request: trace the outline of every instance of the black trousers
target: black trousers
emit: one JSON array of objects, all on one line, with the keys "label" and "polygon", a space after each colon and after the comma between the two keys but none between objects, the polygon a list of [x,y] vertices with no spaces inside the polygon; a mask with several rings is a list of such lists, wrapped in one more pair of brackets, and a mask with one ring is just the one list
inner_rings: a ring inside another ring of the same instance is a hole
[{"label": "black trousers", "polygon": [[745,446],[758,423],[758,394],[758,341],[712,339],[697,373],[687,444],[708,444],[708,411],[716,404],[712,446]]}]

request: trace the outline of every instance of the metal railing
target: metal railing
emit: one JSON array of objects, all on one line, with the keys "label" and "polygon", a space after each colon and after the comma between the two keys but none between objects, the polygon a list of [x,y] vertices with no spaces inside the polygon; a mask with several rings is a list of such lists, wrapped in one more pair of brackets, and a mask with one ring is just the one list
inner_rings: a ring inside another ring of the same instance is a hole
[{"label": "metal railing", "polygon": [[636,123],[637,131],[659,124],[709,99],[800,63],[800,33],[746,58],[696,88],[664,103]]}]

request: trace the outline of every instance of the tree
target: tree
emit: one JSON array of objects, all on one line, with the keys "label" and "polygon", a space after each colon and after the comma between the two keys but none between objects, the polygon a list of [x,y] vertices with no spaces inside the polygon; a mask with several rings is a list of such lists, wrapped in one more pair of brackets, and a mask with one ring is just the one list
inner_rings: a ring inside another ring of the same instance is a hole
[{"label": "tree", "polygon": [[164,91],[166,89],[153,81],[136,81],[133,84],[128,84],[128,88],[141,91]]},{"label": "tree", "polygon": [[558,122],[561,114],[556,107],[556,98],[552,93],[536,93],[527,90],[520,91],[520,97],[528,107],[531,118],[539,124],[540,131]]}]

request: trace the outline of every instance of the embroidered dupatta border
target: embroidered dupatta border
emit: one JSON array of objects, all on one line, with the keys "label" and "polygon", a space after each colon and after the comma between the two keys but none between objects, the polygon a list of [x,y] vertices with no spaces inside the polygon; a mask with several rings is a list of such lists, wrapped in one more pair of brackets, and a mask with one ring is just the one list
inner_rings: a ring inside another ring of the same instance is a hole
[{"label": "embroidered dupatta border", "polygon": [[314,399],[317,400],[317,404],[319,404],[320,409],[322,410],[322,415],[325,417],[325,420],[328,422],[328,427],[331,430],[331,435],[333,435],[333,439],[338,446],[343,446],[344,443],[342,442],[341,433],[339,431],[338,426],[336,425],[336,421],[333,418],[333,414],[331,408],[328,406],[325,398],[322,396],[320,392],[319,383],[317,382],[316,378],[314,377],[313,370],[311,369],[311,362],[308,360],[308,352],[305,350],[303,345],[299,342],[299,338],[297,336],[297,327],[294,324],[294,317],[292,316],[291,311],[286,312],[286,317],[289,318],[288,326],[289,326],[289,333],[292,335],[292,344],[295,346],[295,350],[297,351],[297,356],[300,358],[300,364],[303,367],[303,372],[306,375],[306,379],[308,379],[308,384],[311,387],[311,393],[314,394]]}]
====
**EXERCISE:**
Take from the listing above each line in which the string "trace" is found.

**YOUR RESPONSE:**
request: trace the outline of every instance of the black trousers
request: trace the outline of every instance of the metal railing
request: trace the outline of every instance of the tree
request: trace the outline of every instance of the embroidered dupatta border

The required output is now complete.